::: TEXTAUSZUG

Die seit kurzem Assimilierten sind im Allgemeinen weitab vom durchschnittlichen Kolonisator anzusiedeln. Jeder von ihnen möchte den anderen als Kolonisator übertrumpfen; sie tragen eine stolze Verachtung des Kolonisierten zur Schau und kehren beständig ihren erborgten Adel heraus, was häufig ihre bürgerliche Rohheit und ihre Gier kaschieren soll. Noch zu unsicher im Umgang mit ihren Privilegien, können sie diese nur in Angst genießen und verteidigen sie besonders erbittert. Und wenn die Kolonisation einmal in Gefahr gerät, so stellen sie deren tatkräftigste Verteidiger, ihre Stoßtruppen und hier und da auch ihre Provokateure. Jene Kolonisierten, die eine Position unter den Behördenangestellten, Führungskräften, Polizisten oder als Kaid* usw. erlangt haben, bilden eine Gruppe, die das Ziel verfolgt, ihrer politischen und gesellschaftlichen Situation zu entfliehen. Indem sie sich jedoch entscheiden, zu diesem Zweck in den Dienst des Kolonialherren zu treten und ausschließlich seine Interessen zu verteidigen, übernehmen sie am Ende auch seine Ideologie, sogar den eigenen Leuten und sich selbst gegenüber.

::::::

● **AUFGABEN**
1. Was stellen die seit kurzem Assimilierten laut dem Textauszug über die Kolonisation, wenn diese in Gefahr gerät?
2. Gib die Zeilen der Datensätze ab der Zeile mit „Point out the lily“ bis einschließlich der Zeile mit „[(606, 156), (328, 195)]“ erneut aus und ersetze darin „planogram checker“ durch „shelf audit tool“, ohne sonst etwas zu ändern.

::: DATENSÄTZE

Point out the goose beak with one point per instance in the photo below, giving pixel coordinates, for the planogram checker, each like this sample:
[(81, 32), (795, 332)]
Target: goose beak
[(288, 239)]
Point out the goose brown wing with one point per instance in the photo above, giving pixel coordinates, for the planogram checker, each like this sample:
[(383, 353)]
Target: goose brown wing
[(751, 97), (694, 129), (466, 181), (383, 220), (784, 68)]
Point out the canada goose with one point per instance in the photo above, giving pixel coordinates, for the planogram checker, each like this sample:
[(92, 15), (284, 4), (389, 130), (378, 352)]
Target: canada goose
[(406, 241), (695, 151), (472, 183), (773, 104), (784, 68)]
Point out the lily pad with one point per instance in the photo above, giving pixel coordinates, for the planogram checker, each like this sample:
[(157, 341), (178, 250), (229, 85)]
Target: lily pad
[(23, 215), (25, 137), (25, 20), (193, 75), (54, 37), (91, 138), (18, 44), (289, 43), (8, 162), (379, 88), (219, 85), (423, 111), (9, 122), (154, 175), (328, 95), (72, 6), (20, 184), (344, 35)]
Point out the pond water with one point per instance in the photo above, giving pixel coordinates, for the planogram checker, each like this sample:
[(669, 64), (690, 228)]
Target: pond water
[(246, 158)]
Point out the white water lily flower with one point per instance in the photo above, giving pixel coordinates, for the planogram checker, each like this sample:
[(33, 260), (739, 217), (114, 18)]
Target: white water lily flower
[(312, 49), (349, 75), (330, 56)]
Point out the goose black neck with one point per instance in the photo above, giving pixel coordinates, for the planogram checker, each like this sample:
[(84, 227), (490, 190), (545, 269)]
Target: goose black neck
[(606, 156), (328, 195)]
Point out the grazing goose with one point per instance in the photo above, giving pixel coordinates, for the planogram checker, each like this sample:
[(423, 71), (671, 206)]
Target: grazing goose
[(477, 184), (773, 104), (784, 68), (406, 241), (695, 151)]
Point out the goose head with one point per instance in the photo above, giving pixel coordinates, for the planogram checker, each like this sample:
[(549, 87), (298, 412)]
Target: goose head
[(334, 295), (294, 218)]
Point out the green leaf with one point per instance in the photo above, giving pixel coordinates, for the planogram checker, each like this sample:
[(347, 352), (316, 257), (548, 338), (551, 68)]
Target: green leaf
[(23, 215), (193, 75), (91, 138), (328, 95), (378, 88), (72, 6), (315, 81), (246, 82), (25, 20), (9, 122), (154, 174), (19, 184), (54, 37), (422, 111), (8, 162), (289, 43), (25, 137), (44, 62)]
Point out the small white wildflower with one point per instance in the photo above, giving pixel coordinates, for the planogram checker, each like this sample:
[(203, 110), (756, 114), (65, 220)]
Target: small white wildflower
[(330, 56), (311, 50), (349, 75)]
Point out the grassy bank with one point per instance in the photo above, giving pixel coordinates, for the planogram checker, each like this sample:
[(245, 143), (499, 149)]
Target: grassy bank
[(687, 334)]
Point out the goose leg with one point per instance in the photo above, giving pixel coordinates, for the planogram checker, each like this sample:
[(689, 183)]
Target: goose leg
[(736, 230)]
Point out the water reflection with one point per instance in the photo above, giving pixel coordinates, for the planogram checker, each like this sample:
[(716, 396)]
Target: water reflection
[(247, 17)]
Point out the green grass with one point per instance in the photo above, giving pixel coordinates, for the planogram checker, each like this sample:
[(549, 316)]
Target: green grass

::::::

● **ANTWORTEN JE AUFGABE**
1. Sie stellen deren tatkräftigste Verteidiger, ihre Stoßtruppen und hier und da auch ihre Provokateure.

2.
Point out the lily pad with one point per instance in the photo above, giving pixel coordinates, for the shelf audit tool, each like this sample:
[(157, 341), (178, 250), (229, 85)]
Target: lily pad
[(23, 215), (25, 137), (25, 20), (193, 75), (54, 37), (91, 138), (18, 44), (289, 43), (8, 162), (379, 88), (219, 85), (423, 111), (9, 122), (154, 175), (328, 95), (72, 6), (20, 184), (344, 35)]
Point out the pond water with one point per instance in the photo above, giving pixel coordinates, for the shelf audit tool, each like this sample:
[(669, 64), (690, 228)]
Target: pond water
[(246, 158)]
Point out the white water lily flower with one point per instance in the photo above, giving pixel coordinates, for the shelf audit tool, each like this sample:
[(33, 260), (739, 217), (114, 18)]
Target: white water lily flower
[(312, 49), (349, 75), (330, 56)]
Point out the goose black neck with one point per instance in the photo above, giving pixel coordinates, for the shelf audit tool, each like this sample:
[(84, 227), (490, 190), (545, 269)]
Target: goose black neck
[(606, 156), (328, 195)]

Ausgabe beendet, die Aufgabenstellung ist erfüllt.